Stored records:
━━━━━━━━━━━━━━━━━━━━━━━━━━━━━━
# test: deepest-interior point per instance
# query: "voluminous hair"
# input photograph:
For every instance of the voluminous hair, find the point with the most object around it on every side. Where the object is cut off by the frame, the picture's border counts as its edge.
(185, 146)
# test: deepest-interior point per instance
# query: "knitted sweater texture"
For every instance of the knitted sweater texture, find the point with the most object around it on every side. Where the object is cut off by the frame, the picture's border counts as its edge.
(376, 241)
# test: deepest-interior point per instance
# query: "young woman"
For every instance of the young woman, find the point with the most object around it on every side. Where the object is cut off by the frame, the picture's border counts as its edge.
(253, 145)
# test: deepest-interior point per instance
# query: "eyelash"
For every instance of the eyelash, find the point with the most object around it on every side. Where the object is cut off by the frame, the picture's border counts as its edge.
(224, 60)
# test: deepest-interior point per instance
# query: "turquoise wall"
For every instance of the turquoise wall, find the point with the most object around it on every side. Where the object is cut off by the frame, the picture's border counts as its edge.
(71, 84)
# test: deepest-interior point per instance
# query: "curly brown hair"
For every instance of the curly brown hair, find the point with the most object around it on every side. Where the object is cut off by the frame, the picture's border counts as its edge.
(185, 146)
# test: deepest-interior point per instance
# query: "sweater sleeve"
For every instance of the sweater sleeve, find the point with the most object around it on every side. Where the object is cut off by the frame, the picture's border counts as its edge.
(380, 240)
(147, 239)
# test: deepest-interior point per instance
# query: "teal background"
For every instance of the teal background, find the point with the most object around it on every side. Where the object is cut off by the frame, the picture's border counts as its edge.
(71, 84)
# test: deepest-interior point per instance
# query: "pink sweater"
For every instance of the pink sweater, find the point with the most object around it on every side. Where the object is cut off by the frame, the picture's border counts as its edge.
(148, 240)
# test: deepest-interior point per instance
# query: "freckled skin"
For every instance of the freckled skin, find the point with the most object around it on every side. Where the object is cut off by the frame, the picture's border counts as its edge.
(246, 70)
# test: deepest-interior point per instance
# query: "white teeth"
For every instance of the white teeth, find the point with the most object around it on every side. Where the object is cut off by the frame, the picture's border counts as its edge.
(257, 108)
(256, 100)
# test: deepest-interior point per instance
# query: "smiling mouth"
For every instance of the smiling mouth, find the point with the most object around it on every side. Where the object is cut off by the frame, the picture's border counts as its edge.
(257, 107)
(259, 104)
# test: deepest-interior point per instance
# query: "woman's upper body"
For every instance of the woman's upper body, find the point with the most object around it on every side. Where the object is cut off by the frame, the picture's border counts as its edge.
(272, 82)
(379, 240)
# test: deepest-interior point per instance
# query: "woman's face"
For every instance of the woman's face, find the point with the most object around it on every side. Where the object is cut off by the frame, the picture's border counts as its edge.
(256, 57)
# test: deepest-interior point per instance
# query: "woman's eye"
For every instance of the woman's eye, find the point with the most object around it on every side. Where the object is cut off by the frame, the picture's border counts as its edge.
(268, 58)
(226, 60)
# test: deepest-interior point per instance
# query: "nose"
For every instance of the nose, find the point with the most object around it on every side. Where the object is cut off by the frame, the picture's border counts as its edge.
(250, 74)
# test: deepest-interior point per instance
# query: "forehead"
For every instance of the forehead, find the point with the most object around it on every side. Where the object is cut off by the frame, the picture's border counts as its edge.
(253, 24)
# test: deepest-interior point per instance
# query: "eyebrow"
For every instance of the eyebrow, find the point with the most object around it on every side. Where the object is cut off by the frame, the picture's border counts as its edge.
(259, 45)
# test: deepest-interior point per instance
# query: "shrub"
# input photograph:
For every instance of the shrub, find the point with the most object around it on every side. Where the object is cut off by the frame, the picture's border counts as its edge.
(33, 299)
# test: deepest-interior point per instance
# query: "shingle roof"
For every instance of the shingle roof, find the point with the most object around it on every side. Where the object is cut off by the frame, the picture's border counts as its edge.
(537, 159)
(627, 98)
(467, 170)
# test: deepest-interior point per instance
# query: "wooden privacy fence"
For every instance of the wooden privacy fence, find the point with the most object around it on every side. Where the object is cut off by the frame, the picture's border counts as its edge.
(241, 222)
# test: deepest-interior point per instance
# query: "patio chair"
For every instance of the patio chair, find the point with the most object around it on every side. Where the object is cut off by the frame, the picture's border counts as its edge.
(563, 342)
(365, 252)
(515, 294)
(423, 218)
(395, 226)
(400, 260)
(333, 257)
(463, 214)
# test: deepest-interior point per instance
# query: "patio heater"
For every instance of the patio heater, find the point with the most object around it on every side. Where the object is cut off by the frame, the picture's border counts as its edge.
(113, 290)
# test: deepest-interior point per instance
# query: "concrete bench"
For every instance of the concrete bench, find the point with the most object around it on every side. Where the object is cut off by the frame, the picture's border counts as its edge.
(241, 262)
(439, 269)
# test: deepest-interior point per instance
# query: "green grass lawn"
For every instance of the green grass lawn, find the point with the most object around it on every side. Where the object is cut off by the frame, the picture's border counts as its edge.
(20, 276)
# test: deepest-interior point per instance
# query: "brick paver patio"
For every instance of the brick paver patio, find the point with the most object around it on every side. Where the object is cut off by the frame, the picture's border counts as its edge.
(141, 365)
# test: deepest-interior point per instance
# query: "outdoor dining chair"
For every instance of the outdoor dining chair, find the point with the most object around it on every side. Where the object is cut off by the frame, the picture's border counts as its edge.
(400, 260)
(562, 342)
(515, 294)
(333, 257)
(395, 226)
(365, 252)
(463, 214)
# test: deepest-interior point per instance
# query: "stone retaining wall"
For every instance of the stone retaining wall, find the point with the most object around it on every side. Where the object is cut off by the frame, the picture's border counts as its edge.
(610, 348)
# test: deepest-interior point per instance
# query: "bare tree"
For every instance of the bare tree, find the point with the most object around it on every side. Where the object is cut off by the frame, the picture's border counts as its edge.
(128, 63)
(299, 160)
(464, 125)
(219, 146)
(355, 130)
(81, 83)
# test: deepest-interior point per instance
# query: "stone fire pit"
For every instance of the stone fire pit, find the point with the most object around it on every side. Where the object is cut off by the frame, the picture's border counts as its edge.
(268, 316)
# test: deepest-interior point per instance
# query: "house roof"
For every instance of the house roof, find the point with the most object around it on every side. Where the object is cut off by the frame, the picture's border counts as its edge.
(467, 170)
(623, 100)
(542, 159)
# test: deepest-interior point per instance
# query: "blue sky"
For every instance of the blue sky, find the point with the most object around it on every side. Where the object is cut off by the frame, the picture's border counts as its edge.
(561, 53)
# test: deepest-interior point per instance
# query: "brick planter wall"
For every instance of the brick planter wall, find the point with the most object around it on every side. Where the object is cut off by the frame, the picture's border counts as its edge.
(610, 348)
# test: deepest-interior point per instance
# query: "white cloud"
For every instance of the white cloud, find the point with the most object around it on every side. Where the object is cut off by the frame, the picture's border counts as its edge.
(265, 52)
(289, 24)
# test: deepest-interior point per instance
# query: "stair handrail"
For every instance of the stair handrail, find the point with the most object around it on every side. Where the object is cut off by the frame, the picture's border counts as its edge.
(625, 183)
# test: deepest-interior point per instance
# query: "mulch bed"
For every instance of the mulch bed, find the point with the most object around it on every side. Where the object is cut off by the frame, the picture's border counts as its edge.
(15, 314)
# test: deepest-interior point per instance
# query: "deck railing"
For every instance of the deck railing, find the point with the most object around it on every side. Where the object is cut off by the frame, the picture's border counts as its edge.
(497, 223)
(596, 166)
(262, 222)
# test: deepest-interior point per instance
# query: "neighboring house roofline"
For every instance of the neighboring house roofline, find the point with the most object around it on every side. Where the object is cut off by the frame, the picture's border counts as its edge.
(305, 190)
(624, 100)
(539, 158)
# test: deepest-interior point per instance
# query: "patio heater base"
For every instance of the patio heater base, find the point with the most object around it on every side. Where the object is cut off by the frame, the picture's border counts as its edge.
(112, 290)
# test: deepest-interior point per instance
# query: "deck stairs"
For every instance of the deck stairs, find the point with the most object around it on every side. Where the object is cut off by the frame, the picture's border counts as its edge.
━━━━━━━━━━━━━━━━━━━━━━━━━━━━━━
Task requirements. Pick out each line of the entries above that contains the word "concrete". Treat uppercase and lowercase letters as distinct.

Complete response.
# query: "concrete bench"
For every instance of the concrete bench, find the point with the most object around it on every side. Where the object is cut off by the frame, the picture's border counts as its edge.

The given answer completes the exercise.